Exercise directions: Without any pictures, print exactly the lines that run from the start of the data through the line containing "out the short".

[Saved data entries]
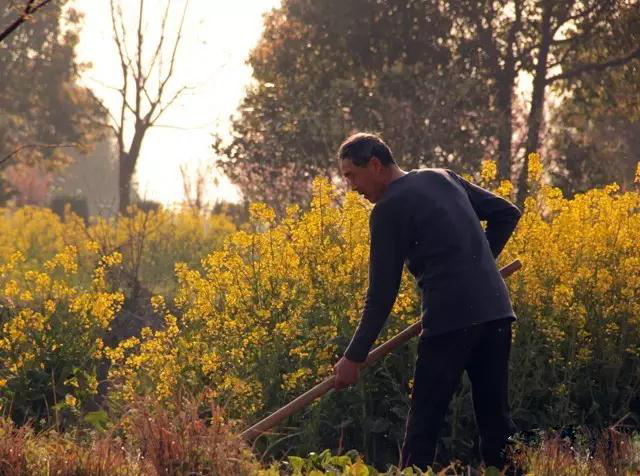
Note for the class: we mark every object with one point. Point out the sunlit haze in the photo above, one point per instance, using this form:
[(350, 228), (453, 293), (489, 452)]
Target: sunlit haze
[(217, 38)]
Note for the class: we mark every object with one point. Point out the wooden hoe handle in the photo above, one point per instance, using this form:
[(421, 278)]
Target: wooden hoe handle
[(328, 384)]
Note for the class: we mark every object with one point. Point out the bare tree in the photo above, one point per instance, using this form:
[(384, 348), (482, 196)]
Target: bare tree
[(143, 94)]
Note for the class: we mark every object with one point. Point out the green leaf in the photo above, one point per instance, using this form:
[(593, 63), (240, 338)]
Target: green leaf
[(296, 463), (492, 471)]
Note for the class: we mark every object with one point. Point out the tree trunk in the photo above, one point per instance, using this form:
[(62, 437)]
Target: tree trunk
[(125, 175), (534, 121), (504, 106)]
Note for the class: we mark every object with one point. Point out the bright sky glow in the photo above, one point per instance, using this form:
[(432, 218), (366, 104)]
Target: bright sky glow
[(218, 36)]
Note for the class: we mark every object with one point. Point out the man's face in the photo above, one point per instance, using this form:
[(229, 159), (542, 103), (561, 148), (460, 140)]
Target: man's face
[(367, 180)]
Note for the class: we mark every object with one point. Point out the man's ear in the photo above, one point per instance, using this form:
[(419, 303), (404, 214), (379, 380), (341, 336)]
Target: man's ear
[(375, 164)]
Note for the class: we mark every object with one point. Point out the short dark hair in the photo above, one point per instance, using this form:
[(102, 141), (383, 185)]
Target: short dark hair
[(360, 147)]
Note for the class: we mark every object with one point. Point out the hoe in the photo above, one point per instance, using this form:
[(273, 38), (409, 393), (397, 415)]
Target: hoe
[(328, 384)]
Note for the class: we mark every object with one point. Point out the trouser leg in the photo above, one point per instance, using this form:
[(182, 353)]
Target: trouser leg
[(488, 368), (439, 366)]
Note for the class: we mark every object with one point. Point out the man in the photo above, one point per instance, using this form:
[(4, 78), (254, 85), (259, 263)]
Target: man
[(430, 218)]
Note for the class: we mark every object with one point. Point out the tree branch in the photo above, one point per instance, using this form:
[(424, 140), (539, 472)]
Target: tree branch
[(593, 67), (28, 10), (34, 146)]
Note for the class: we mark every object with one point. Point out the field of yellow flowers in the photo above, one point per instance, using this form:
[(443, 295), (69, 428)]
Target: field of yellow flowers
[(250, 318)]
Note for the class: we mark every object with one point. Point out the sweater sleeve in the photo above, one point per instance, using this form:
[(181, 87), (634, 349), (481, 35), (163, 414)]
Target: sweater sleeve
[(387, 252), (500, 214)]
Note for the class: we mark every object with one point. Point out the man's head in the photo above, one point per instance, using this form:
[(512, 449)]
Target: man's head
[(367, 164)]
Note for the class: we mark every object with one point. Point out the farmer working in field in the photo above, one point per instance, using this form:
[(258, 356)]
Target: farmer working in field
[(430, 218)]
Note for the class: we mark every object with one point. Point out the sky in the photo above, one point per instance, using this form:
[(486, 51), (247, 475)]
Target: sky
[(217, 37)]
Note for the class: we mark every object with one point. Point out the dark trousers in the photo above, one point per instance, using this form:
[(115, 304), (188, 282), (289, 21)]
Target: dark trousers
[(483, 351)]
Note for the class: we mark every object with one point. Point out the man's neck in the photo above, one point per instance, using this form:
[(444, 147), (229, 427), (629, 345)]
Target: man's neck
[(396, 173)]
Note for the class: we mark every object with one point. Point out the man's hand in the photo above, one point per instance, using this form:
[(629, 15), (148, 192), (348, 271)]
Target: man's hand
[(346, 373)]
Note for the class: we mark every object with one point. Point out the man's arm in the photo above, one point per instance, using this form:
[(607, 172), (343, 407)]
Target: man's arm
[(501, 215), (388, 249)]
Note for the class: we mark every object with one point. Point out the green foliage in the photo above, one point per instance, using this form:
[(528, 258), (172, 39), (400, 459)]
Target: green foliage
[(320, 73), (50, 108)]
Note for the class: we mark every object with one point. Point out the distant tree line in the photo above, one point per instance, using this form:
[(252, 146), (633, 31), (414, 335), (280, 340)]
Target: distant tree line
[(440, 81)]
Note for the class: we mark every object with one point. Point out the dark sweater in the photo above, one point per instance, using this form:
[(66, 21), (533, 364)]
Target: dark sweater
[(430, 218)]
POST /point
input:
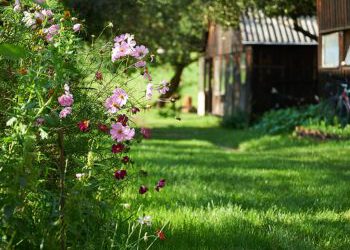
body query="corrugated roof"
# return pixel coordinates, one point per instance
(257, 28)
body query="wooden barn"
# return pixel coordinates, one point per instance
(334, 43)
(264, 63)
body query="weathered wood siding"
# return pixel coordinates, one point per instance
(333, 15)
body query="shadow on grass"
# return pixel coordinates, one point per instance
(292, 177)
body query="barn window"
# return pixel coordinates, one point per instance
(347, 58)
(330, 50)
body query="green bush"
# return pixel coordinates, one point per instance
(285, 120)
(238, 120)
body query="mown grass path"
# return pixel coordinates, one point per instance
(231, 189)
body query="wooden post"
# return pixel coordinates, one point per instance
(201, 88)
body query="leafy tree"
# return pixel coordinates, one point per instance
(179, 28)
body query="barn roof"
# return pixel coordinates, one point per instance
(257, 28)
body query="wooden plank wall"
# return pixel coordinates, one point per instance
(333, 15)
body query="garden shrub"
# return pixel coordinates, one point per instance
(67, 129)
(285, 120)
(238, 120)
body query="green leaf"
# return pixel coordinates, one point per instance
(10, 122)
(12, 52)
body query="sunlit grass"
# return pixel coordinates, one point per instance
(237, 189)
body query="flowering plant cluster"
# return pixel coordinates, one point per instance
(70, 128)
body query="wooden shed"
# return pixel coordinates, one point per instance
(334, 42)
(264, 63)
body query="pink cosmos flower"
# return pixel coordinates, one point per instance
(120, 50)
(51, 32)
(29, 20)
(103, 128)
(40, 121)
(120, 174)
(47, 13)
(160, 184)
(66, 100)
(117, 148)
(49, 38)
(146, 75)
(143, 189)
(84, 125)
(65, 112)
(163, 87)
(17, 7)
(146, 133)
(116, 101)
(140, 64)
(140, 52)
(99, 76)
(135, 110)
(77, 27)
(122, 133)
(123, 119)
(149, 90)
(128, 38)
(53, 29)
(125, 159)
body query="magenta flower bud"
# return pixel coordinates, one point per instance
(120, 174)
(77, 27)
(143, 189)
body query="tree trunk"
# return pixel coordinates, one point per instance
(174, 84)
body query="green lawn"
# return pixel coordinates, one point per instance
(231, 189)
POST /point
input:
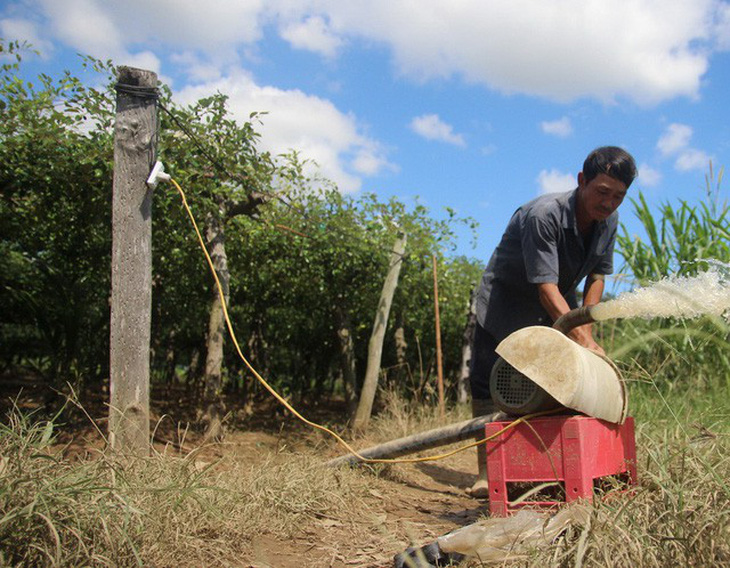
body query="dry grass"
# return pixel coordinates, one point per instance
(173, 510)
(159, 511)
(680, 513)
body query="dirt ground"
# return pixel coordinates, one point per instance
(414, 505)
(407, 505)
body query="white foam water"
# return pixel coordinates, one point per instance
(685, 297)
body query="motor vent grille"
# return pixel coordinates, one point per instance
(513, 389)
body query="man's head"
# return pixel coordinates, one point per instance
(607, 174)
(613, 161)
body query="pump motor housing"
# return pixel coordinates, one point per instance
(515, 394)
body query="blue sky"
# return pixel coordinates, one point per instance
(478, 105)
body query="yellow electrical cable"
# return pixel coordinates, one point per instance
(289, 407)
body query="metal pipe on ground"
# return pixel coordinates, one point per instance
(424, 441)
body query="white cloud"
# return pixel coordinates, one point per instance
(562, 128)
(20, 29)
(312, 34)
(92, 28)
(431, 127)
(648, 176)
(675, 143)
(554, 181)
(692, 159)
(643, 50)
(296, 120)
(675, 139)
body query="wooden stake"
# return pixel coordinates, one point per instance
(439, 362)
(135, 135)
(375, 347)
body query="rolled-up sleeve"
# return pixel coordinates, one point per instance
(540, 249)
(604, 265)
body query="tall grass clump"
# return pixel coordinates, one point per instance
(164, 510)
(679, 515)
(681, 241)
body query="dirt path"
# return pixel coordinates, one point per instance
(411, 504)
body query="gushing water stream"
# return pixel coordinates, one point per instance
(686, 297)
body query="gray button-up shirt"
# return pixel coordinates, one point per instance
(540, 245)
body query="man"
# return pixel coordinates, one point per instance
(550, 245)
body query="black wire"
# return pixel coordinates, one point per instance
(149, 93)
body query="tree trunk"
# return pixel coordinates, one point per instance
(375, 347)
(135, 136)
(214, 411)
(466, 349)
(347, 360)
(401, 352)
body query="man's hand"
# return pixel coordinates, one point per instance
(555, 305)
(582, 336)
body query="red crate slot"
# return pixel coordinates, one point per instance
(576, 451)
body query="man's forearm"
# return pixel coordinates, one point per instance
(593, 290)
(556, 305)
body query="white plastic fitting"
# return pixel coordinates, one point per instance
(157, 175)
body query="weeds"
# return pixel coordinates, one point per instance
(158, 511)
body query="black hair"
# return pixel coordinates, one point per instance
(612, 161)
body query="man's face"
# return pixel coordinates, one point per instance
(601, 196)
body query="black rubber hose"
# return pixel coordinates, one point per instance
(574, 318)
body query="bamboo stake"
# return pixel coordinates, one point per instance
(439, 362)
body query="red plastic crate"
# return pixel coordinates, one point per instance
(573, 450)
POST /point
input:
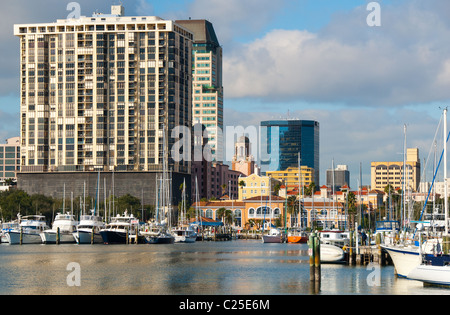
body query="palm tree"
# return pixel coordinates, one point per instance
(225, 215)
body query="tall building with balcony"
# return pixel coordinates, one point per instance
(285, 140)
(103, 93)
(392, 173)
(9, 159)
(207, 85)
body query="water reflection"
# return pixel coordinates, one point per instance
(238, 267)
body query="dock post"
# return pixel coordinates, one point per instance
(137, 233)
(57, 236)
(312, 273)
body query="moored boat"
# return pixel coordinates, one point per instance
(28, 231)
(274, 236)
(88, 231)
(163, 237)
(184, 234)
(297, 237)
(331, 253)
(121, 230)
(61, 231)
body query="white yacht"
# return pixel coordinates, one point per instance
(66, 225)
(335, 237)
(119, 228)
(88, 230)
(331, 253)
(274, 236)
(28, 231)
(184, 235)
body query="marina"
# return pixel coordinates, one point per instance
(241, 267)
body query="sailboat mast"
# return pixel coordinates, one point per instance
(299, 186)
(445, 172)
(404, 178)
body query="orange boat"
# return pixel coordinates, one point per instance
(298, 238)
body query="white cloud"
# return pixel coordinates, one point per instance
(404, 61)
(236, 18)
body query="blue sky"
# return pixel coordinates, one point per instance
(317, 59)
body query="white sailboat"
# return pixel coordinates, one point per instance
(163, 212)
(274, 236)
(184, 233)
(121, 230)
(62, 228)
(407, 257)
(88, 230)
(28, 231)
(331, 253)
(436, 271)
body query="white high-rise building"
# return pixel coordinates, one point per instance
(98, 92)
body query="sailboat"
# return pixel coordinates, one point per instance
(184, 233)
(27, 231)
(88, 230)
(62, 228)
(409, 259)
(435, 269)
(298, 235)
(163, 217)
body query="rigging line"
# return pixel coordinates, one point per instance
(431, 149)
(431, 187)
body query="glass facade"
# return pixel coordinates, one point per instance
(285, 139)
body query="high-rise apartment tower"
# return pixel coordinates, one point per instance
(99, 93)
(207, 89)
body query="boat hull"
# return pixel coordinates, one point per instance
(434, 275)
(85, 237)
(119, 237)
(331, 253)
(297, 239)
(13, 238)
(272, 239)
(160, 239)
(405, 259)
(186, 239)
(49, 237)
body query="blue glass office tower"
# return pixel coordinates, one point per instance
(285, 139)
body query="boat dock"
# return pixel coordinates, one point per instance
(365, 255)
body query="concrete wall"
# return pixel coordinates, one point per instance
(133, 183)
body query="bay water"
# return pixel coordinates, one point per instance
(240, 267)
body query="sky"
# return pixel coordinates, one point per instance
(306, 59)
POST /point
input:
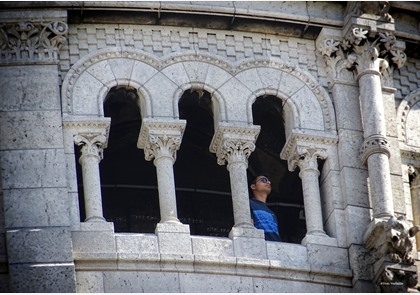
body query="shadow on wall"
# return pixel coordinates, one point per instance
(129, 184)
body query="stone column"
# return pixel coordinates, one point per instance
(415, 200)
(91, 154)
(361, 52)
(375, 151)
(160, 141)
(233, 144)
(306, 160)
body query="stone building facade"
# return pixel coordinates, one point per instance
(129, 132)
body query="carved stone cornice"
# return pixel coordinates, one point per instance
(360, 52)
(372, 145)
(318, 140)
(306, 159)
(88, 126)
(233, 143)
(410, 154)
(160, 138)
(32, 41)
(390, 242)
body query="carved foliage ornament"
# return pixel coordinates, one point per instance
(232, 151)
(357, 51)
(162, 145)
(92, 144)
(30, 41)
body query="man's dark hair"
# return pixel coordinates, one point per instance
(254, 179)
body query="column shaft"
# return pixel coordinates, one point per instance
(240, 199)
(312, 201)
(92, 187)
(380, 185)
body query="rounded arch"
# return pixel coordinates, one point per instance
(234, 87)
(409, 119)
(309, 102)
(89, 80)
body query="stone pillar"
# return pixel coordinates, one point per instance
(91, 154)
(361, 52)
(303, 151)
(32, 159)
(160, 140)
(306, 160)
(415, 200)
(375, 151)
(233, 144)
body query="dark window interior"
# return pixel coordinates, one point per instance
(203, 186)
(129, 184)
(286, 198)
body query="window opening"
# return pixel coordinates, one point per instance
(202, 186)
(286, 198)
(128, 181)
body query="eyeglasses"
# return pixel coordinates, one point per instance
(263, 179)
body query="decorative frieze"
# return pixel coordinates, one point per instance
(358, 52)
(234, 143)
(391, 243)
(160, 139)
(32, 42)
(374, 144)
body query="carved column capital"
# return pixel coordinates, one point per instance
(233, 144)
(306, 159)
(161, 138)
(32, 41)
(372, 145)
(361, 51)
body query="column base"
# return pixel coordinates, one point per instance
(174, 238)
(319, 239)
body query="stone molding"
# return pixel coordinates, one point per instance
(313, 140)
(234, 143)
(372, 145)
(358, 52)
(88, 127)
(306, 159)
(32, 41)
(92, 145)
(161, 63)
(402, 113)
(161, 138)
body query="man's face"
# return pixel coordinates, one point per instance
(262, 184)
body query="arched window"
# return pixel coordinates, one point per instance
(202, 186)
(128, 181)
(286, 198)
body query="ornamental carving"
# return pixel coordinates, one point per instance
(233, 151)
(160, 138)
(234, 143)
(378, 8)
(391, 242)
(162, 145)
(306, 158)
(374, 144)
(27, 41)
(359, 52)
(92, 144)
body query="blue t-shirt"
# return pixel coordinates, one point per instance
(265, 219)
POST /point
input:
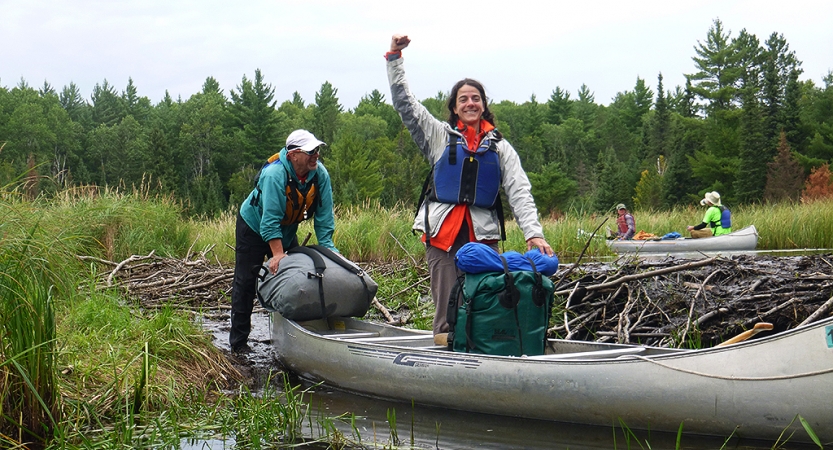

Problem solution:
Note for the class: we mark every object with one point. Point out the sunlit haze in the photo above, one point per instance, using this form:
[(350, 228), (453, 293), (489, 452)]
Target: sunlit haze
[(217, 38)]
Note for the class: we mark every object with one point. Point out the wooden hoe handle in the photo above, one point per instance, using this form:
[(421, 278)]
Target: wooden hoe handle
[(328, 384)]
Note for the class: we mark every object with one point. Point out the bare tree in the photo above, one point per instance, using this form:
[(384, 348), (482, 196)]
Target: bare tree
[(143, 94)]
Note for the class: we mark every object with one point. Point out the green leaf in the photo above, one point per instance, using this form:
[(593, 63), (240, 338)]
Target: green leaf
[(296, 463), (492, 471)]
Note for the class: we mark every object with one point. Point out the tree trunk in the photo above, one point per instance, using this form:
[(62, 437)]
Target: tree trunk
[(125, 175), (534, 121), (504, 106)]
Note for the class: we mark every object with one point. Point out the bright sky glow in the photo above, one point per instance, using this form:
[(432, 218), (366, 104)]
Target: bright sky glow
[(218, 36)]
Note for the class: we mark every object with one point. Point out the man's face in the photo above, one point per instance, using this form:
[(229, 159), (542, 103), (561, 148), (460, 140)]
Target: man's face
[(367, 180)]
Note for the class: we mark every object with one point. Point out the man's ear in the photo above, one point per instance, using this form:
[(419, 303), (404, 214), (379, 380), (341, 336)]
Target: man's ear
[(375, 164)]
Note for the class: we mark every object with one point. Point out the short dark hair in the photo above, one point per instance, using this form:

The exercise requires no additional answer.